Во время прослушивания, охваченный необузданным вдохновением, я потерял всякий контроль над собой. Я был Чаттертоном. Я наслаждался болью, я плакал, как, бывало, в детстве у печки, и решил, что великолепен. «Ты был великолепен, – сказал я себе, закончив сцену. Я освободился от гипноза посреди всеобщего молчания. – Он не знает, что сказать, так потрясла его моя игра», – подумал я.
Голос господина Дориваля моментально отрезвил меня.
– Молодой человек, вам нужно лечиться, вы законченный истерик.
Слова Дориваля вызвали взрыв хохота. Я упал с облаков. Моей ноги там больше никогда не было. Но этот человек одной фразой научил меня, как добиться успеха, и я всегда буду благодарен ему за это.
Именно после этого прослушивания я заболел той тяжкой и неизлечимой болезнью, которая зовется любовью к театру. Вскоре я понял, что ремесло актера состоит не в том, чтобы пребывать в состоянии гипноза и наслаждаться, как какой-нибудь мазохист, муками своих персонажей, а, призвав на помощь свои чувства, скрытые эмоции, управлять ими, выдавая ровно столько, сколько нужно.

**ДАННЫЕ ДЛЯ РАЗБОРА**

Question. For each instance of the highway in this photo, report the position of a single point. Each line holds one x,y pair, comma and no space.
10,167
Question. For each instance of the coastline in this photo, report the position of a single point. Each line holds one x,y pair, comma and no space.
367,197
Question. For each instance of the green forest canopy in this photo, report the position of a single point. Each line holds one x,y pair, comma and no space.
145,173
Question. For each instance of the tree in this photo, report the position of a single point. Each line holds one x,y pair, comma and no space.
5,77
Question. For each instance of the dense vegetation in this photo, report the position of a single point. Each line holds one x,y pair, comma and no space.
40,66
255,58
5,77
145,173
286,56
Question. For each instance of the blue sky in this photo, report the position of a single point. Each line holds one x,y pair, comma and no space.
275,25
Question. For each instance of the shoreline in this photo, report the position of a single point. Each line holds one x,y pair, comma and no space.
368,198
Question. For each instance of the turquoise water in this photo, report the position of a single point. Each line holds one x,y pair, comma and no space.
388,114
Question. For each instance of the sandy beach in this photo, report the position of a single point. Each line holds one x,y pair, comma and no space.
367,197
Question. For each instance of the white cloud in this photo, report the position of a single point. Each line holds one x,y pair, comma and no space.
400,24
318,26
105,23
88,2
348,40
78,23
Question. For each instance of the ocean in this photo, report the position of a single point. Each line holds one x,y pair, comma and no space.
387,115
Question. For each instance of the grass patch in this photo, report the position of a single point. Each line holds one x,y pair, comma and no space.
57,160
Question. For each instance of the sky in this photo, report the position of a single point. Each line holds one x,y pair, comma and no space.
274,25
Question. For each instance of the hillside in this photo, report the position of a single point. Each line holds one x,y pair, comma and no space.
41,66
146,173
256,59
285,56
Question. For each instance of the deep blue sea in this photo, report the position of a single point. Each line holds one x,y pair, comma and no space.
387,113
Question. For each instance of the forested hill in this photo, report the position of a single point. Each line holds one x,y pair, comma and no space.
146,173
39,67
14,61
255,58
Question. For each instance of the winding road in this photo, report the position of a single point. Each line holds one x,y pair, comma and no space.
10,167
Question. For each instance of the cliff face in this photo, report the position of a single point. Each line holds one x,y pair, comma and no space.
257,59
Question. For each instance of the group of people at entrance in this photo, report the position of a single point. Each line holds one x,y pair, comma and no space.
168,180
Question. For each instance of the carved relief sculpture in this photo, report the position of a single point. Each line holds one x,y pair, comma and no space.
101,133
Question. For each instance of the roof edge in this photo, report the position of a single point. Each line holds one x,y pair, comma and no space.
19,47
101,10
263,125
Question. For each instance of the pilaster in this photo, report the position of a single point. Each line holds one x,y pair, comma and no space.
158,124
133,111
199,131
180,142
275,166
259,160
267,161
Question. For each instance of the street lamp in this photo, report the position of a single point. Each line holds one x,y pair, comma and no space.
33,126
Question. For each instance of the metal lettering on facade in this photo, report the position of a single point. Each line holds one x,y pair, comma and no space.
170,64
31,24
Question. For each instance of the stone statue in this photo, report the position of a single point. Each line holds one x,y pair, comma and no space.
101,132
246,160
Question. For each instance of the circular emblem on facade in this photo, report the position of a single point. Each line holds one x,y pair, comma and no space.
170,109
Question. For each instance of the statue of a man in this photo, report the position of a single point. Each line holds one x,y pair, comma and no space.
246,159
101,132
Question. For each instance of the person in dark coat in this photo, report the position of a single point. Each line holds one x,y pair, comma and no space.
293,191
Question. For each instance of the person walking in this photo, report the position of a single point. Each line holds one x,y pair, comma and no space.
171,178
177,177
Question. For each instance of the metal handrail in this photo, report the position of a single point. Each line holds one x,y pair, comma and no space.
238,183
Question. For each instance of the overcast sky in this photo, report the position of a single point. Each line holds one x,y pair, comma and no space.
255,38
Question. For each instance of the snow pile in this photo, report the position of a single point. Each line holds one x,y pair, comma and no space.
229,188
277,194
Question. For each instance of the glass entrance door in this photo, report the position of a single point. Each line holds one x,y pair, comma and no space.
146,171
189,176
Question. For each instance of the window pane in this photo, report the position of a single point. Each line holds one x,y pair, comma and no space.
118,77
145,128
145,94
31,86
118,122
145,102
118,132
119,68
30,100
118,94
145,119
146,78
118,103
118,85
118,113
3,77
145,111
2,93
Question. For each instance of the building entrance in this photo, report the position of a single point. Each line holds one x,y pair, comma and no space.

**ЧТО ТРЕБУЕТСЯ**
Перепишите участок отрывка о прослушивании от «Во время прослушивания, охваченный» до «вы законченный истерик.» включительно, заменив «Чаттертоном» на «Гамлетом». Отвечайте, опираясь только на отрывок о прослушивании.

**ОТВЕТ НА ЗАДАНИЕ**
Во время прослушивания, охваченный необузданным вдохновением, я потерял всякий контроль над собой. Я был Гамлетом. Я наслаждался болью, я плакал, как, бывало, в детстве у печки, и решил, что великолепен. «Ты был великолепен, – сказал я себе, закончив сцену. Я освободился от гипноза посреди всеобщего молчания. – Он не знает, что сказать, так потрясла его моя игра», – подумал я.
Голос господина Дориваля моментально отрезвил меня.
– Молодой человек, вам нужно лечиться, вы законченный истерик.